## To be done
From the patent claims below, reproduce the passage that starts at the words "11. The method" and stops after the words "second data file.".

9. The method of claim 1, wherein the data model is tree based.

10. The method of claim 9, wherein the data model defines a root node and a descendent node, and number of elements defined in the data model is less than number of nodes between the root node and the descendent node.

11. The method of claim 10, wherein the data model defines a data path, and one or more intermediate nodes in the data path are not defined.

12. The method of claim 1, further comprising comparing the data model to a second data file.

13. The method of claim 12, wherein the second data file has a plurality of elements, wherein the plurality of elements of the second data file are different from the elements of the data model.

14. The method of claim 1, wherein the minimum set of elements is identified from a data source or file, having a plurality of elements, wherein the minimum set of elements is a subset of the plurality of elements of the data source or file.

15. The method of claim 1, wherein the identification of the minimum set of elements comprises determining from an intended usage or objective of reading the data source or file, and wherein the minimum set of elements is determined based on the minimum information necessary to perform the intended usage or objective.

16. The method of claim 1, further comprising: for each of a plurality of files, comparing elements of the file with the data model; identifying and recording each instance of missing an element of the data model in a given file; identifying one or more patterns in the recorded instances of missing an element of the data model in a given file; and updating or creating a new data model based on the identified patterns.

17. The method of claim 1, wherein the first data source records data from aircraft sensors.

18. The method of claim 1, wherein the method is implemented on an aircraft.

19. The method of claim 1, wherein the data model is for an aircraft data network or an aircraft avionic interface.

20. A method of parsing data sets or files based on defined data schemas, the method comprising: identifying a first set of elements as elements of a data schema; determining whether each element of the data schema is present in a data set or a file to be parsed, the data set or file having a second set of elements, and the second set of elements includes at least one element that is not present in the elements of the data schema; and in response to the determination that each element in the data schema is present in the data set or file, generating an output indicating that the data set or file conforms to the data schema.

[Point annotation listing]
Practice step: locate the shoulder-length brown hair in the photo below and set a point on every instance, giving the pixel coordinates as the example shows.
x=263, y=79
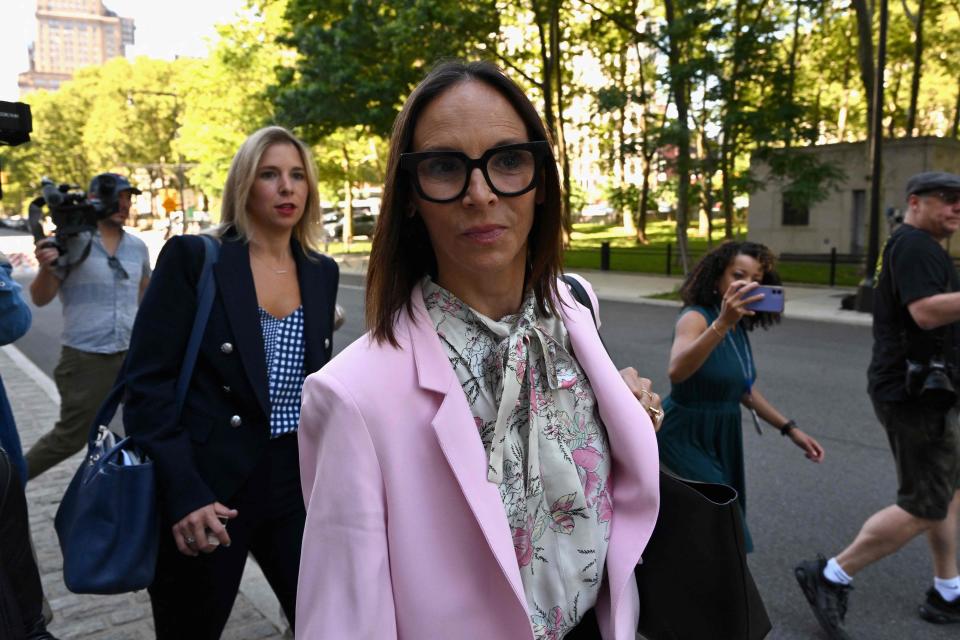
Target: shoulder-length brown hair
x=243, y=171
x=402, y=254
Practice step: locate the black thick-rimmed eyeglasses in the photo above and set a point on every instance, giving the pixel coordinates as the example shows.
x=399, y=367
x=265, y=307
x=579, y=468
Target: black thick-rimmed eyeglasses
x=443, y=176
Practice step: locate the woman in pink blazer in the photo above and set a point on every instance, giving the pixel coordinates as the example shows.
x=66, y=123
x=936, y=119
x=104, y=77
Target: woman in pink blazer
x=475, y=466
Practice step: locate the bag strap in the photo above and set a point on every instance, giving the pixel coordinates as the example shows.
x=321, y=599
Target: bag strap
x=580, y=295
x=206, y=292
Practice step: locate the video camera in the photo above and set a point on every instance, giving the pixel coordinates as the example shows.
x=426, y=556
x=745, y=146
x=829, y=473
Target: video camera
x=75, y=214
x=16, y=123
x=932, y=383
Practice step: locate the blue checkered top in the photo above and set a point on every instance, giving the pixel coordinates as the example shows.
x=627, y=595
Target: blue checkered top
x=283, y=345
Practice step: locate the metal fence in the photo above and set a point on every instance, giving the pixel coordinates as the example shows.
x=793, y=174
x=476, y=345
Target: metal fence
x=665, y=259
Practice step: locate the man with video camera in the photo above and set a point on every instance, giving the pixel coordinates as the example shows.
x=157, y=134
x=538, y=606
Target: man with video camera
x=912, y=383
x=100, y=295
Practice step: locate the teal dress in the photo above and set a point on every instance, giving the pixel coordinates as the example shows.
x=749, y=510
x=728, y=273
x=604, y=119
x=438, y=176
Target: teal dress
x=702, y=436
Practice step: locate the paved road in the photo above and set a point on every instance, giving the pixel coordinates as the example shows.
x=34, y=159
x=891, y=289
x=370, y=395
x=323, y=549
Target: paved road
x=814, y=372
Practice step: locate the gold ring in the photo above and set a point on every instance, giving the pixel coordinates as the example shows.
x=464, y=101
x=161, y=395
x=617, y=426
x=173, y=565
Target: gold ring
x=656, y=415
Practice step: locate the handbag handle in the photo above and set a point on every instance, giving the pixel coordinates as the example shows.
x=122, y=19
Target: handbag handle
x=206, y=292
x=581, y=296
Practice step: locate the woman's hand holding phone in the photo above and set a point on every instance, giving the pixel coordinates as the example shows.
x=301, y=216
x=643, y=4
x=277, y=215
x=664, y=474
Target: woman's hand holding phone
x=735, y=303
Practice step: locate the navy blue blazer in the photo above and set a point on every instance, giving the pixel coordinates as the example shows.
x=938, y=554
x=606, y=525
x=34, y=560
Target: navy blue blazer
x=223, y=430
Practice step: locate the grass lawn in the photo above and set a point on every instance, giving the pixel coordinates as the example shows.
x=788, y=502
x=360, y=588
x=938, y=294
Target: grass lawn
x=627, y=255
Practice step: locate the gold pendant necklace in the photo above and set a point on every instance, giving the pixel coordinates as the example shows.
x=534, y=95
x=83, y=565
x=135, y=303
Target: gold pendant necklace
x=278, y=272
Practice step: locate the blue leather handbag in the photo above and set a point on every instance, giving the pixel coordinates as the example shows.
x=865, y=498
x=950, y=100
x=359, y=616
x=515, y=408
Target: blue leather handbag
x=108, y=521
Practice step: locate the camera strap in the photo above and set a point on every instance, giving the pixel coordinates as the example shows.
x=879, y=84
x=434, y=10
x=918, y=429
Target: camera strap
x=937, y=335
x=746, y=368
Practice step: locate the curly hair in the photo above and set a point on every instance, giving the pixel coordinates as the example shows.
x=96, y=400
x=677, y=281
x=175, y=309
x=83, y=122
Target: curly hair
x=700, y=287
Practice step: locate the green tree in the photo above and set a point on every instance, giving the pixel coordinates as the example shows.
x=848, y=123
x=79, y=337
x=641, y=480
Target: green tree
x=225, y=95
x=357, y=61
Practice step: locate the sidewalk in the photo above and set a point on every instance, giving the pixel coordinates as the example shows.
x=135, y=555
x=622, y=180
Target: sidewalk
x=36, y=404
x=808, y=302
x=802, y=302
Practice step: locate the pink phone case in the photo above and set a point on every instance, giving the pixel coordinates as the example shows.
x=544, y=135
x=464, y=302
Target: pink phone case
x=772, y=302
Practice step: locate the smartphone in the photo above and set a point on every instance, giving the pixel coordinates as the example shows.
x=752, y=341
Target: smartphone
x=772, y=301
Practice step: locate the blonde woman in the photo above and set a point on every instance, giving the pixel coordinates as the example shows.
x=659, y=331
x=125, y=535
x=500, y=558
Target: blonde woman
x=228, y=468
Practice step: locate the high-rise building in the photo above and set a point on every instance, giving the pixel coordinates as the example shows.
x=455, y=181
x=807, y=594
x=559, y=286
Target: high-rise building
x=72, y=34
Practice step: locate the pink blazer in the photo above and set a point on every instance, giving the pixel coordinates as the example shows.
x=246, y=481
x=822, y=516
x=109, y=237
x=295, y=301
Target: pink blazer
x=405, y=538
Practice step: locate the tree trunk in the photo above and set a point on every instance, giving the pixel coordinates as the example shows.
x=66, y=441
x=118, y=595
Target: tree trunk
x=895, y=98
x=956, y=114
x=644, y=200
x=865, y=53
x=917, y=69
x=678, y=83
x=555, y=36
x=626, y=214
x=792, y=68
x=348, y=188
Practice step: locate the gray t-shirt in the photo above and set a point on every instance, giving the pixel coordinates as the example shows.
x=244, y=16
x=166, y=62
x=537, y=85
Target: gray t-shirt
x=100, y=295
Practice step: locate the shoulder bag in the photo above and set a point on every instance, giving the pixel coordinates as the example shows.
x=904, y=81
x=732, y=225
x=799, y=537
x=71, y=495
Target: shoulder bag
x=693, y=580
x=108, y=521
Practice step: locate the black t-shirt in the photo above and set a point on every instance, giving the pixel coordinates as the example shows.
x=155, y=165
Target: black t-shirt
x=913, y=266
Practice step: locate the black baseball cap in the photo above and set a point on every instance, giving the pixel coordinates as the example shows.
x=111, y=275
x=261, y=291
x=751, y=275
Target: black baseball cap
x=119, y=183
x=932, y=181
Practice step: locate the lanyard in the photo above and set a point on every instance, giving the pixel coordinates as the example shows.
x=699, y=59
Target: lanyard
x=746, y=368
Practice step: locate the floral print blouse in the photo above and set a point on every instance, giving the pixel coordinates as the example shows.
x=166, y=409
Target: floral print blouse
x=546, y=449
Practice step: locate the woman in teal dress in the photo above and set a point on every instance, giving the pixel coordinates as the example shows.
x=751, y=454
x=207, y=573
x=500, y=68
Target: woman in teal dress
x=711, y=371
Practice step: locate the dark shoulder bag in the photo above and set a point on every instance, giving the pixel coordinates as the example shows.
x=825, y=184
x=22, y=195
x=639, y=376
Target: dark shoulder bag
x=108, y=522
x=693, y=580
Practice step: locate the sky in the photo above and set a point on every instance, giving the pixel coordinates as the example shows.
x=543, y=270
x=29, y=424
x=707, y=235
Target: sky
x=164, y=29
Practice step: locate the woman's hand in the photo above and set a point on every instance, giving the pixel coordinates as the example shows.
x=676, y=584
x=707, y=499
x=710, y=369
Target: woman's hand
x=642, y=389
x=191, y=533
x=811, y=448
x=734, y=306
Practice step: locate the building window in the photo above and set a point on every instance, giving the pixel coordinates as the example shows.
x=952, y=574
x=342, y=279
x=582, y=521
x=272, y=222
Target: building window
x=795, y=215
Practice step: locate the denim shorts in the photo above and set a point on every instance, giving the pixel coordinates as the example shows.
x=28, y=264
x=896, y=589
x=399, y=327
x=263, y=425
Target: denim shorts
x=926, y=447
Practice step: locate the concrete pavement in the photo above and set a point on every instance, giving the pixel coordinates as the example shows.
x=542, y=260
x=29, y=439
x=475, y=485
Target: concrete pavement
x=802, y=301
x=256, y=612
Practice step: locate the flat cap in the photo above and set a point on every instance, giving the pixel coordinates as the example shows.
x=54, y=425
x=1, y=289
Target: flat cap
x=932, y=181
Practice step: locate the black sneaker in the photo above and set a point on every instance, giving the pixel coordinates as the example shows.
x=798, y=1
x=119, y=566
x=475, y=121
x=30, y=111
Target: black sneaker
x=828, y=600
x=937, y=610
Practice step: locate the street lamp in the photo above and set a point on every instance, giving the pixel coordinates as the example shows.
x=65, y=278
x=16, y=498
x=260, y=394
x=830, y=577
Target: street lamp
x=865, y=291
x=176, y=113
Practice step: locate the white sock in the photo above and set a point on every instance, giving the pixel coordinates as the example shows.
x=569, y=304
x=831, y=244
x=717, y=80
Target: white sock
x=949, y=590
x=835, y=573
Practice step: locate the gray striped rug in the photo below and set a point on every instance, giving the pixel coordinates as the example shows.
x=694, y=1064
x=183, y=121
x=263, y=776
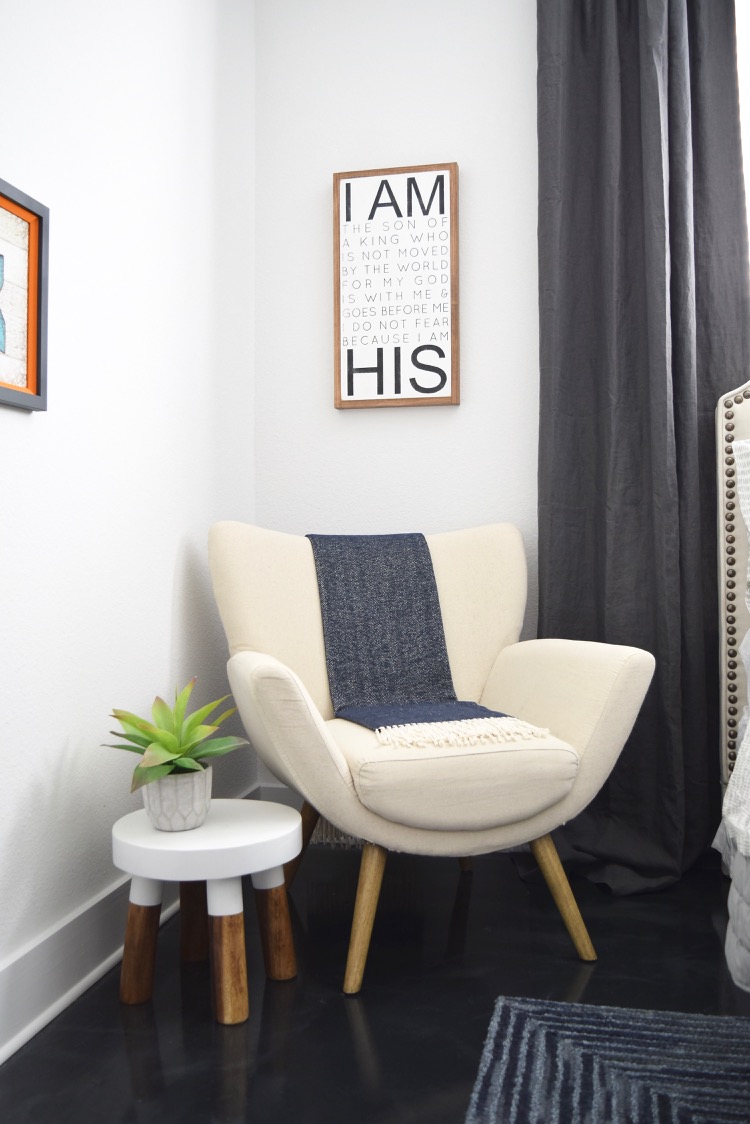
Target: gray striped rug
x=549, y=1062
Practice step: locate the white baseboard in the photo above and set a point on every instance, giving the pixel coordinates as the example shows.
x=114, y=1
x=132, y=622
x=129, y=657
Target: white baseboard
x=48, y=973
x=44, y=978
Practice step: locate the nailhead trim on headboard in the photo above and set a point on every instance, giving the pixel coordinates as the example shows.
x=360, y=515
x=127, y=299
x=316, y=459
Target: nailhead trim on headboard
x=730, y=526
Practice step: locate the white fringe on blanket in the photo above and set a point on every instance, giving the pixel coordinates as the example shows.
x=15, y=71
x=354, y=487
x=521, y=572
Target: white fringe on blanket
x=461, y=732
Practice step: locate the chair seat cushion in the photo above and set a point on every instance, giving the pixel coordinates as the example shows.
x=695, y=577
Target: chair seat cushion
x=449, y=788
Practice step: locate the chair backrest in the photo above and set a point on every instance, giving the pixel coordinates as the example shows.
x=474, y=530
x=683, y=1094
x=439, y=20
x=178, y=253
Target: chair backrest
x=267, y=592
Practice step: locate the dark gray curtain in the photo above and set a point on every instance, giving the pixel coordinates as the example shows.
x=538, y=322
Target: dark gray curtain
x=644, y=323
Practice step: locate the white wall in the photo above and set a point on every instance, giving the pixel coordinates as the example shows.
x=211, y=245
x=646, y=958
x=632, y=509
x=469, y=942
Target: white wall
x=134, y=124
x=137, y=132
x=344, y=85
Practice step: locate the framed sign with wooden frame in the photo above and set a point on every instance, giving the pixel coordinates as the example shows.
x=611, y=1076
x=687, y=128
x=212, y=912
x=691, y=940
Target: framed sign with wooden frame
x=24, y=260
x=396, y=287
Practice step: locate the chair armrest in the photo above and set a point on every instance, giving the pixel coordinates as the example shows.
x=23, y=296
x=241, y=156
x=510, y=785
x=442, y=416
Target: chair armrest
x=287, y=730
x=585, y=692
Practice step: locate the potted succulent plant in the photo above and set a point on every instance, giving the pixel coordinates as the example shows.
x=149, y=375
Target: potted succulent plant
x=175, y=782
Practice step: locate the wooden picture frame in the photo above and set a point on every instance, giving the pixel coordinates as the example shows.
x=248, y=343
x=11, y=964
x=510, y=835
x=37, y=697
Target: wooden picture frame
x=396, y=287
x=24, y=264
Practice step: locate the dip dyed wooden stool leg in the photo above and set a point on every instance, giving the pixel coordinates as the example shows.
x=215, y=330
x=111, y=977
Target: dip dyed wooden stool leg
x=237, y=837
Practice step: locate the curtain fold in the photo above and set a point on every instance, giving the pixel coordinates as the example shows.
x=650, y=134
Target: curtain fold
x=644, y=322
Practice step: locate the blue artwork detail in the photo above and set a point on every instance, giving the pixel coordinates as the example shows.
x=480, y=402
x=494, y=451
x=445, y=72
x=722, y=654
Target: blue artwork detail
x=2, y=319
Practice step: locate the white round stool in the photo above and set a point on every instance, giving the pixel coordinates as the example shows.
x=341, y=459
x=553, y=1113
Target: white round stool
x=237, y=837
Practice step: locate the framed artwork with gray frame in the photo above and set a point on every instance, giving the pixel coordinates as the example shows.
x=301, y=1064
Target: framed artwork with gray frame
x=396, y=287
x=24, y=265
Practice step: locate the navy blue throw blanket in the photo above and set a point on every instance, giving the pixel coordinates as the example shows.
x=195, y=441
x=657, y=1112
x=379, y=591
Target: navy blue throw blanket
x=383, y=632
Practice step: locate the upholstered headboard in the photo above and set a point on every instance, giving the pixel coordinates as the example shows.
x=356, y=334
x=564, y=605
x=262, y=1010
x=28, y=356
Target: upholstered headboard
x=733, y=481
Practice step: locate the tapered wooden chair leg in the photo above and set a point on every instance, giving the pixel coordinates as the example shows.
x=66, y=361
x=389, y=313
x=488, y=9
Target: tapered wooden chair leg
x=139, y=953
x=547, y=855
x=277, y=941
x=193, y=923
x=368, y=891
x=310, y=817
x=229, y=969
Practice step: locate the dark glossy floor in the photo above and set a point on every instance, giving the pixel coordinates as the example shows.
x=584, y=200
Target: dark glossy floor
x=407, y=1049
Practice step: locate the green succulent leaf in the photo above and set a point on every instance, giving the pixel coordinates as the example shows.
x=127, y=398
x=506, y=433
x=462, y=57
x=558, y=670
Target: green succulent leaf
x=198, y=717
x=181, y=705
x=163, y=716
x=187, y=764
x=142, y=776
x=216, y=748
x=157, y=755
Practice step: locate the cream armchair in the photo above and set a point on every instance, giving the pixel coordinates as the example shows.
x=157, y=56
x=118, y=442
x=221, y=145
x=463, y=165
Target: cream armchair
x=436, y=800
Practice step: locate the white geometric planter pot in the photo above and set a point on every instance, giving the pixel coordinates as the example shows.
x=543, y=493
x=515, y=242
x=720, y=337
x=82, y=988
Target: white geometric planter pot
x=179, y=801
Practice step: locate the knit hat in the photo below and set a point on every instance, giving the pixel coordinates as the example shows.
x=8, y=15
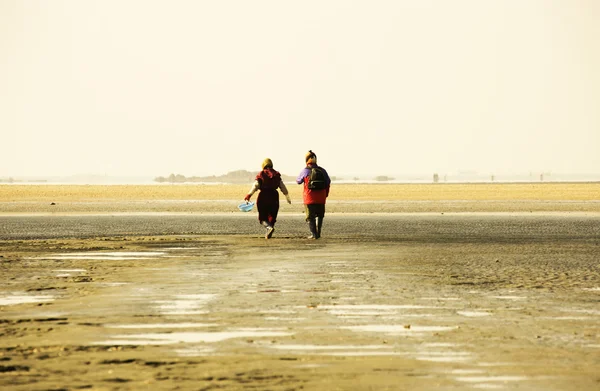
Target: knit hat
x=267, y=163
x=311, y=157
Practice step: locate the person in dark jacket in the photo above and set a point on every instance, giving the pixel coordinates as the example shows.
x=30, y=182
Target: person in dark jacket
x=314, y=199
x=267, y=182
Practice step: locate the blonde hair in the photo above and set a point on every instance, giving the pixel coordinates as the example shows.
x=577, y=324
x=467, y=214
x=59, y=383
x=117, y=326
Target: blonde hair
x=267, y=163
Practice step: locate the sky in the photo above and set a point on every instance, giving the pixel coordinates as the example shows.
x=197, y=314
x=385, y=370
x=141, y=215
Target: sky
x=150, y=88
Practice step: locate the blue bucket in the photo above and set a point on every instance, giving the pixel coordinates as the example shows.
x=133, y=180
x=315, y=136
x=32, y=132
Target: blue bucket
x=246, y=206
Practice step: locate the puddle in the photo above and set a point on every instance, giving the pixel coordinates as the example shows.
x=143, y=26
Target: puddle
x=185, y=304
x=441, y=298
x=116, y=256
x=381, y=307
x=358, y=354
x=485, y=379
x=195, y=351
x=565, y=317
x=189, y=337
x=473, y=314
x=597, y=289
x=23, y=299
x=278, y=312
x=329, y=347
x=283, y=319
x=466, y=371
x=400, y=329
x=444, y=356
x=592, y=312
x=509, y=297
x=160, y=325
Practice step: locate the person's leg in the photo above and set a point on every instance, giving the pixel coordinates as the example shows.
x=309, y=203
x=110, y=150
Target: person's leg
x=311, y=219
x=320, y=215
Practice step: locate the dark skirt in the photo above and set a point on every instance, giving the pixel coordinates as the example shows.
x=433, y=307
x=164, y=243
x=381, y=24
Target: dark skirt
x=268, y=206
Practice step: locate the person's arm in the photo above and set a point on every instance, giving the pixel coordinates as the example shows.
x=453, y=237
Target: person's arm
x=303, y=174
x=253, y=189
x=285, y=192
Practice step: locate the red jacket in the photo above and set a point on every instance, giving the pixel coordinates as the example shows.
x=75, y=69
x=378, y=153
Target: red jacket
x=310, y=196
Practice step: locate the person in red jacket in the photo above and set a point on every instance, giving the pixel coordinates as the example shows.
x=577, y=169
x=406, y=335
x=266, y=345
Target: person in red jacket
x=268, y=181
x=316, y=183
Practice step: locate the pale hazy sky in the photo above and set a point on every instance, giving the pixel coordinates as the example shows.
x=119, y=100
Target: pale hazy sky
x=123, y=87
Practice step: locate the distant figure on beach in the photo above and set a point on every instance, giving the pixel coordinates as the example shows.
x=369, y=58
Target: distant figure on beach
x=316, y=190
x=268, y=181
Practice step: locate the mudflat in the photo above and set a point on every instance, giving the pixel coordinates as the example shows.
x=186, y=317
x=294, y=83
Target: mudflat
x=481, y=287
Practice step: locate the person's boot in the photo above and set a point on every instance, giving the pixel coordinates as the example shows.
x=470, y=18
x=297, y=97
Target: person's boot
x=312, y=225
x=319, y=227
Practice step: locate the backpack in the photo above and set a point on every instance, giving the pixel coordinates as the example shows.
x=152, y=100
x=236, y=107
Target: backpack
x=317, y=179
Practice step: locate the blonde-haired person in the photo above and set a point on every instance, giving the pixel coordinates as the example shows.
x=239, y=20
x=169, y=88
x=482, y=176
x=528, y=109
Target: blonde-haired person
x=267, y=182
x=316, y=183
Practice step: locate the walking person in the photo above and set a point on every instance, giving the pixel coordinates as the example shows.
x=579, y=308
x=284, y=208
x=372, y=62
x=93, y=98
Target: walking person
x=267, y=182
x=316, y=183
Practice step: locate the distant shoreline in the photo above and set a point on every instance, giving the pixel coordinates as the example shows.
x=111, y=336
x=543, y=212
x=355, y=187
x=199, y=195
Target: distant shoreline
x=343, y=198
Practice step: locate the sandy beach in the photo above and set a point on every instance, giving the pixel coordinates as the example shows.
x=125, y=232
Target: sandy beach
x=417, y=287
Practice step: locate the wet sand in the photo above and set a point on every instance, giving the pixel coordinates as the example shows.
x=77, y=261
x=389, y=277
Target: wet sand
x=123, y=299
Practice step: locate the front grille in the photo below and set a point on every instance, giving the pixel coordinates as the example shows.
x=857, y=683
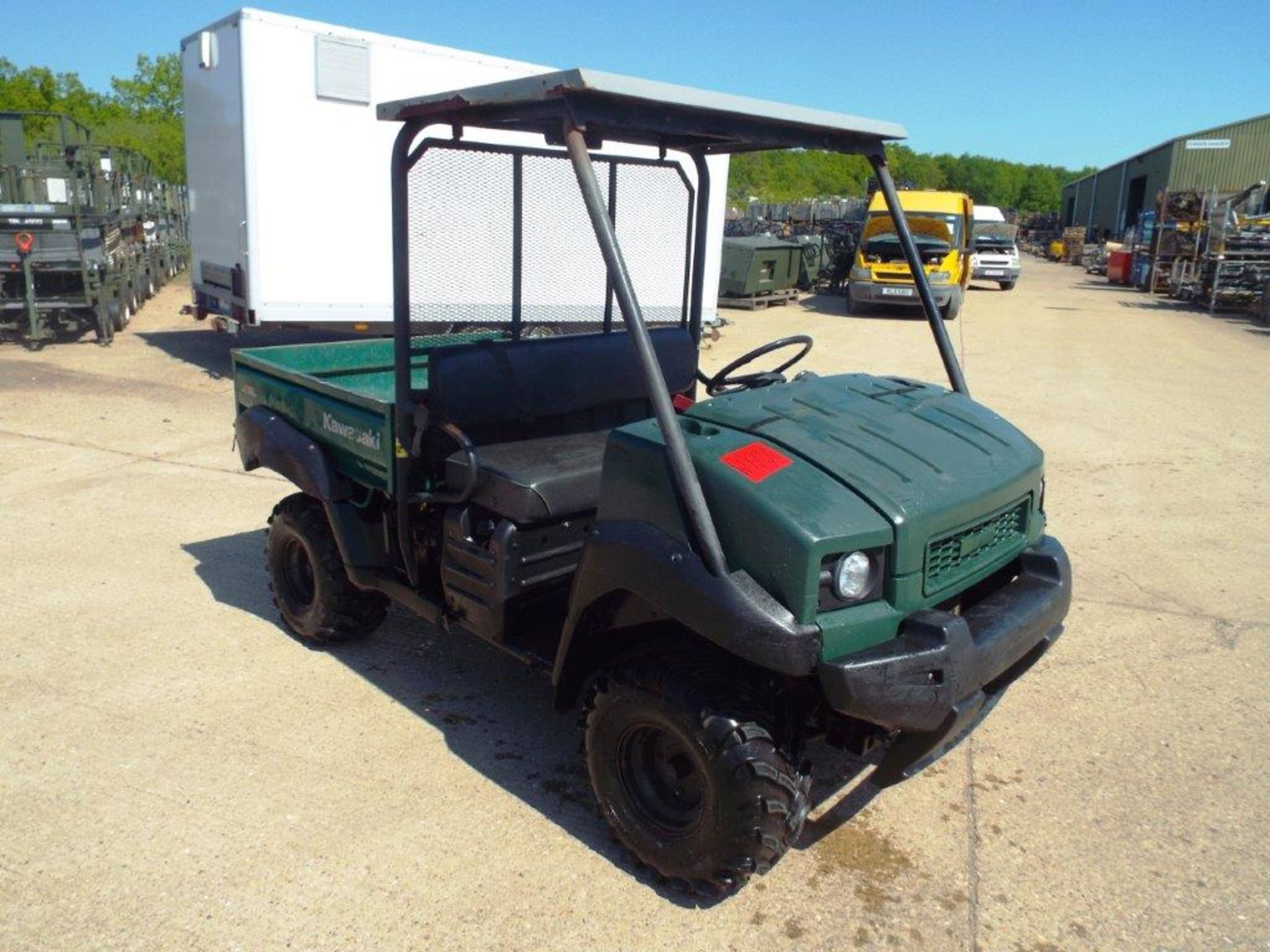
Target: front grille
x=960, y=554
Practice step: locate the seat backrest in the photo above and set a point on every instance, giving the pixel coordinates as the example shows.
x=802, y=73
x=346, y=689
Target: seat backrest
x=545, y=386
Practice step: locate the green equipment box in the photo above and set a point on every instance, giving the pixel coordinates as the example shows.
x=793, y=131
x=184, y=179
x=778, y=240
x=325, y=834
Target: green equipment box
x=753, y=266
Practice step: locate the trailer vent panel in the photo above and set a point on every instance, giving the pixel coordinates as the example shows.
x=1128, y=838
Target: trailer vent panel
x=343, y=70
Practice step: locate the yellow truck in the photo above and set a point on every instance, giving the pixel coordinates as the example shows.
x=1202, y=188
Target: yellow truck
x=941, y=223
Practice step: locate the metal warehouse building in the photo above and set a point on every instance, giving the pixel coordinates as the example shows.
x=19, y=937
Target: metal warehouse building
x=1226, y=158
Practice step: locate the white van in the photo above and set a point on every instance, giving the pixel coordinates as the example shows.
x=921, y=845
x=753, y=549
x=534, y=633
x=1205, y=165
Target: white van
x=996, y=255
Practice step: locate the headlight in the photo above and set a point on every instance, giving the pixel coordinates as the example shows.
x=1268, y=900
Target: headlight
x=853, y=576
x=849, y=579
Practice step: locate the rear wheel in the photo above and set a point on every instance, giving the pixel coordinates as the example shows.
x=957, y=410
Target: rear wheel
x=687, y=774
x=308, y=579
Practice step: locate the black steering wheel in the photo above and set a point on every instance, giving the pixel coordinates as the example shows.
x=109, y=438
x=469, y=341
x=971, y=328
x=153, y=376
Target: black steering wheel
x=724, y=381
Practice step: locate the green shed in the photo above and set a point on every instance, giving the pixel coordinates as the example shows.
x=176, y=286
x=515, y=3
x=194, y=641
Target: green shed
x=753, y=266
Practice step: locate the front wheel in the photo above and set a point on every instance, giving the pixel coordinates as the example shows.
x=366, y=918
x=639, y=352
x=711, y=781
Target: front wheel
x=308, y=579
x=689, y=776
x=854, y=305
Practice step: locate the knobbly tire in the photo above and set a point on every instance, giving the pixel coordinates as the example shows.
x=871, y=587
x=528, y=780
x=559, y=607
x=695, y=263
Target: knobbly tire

## Task result
11. The method of claim 10, wherein the data model defines a data path, and one or more intermediate nodes in the data path are not defined.

12. The method of claim 1, further comprising comparing the data model to a second data file.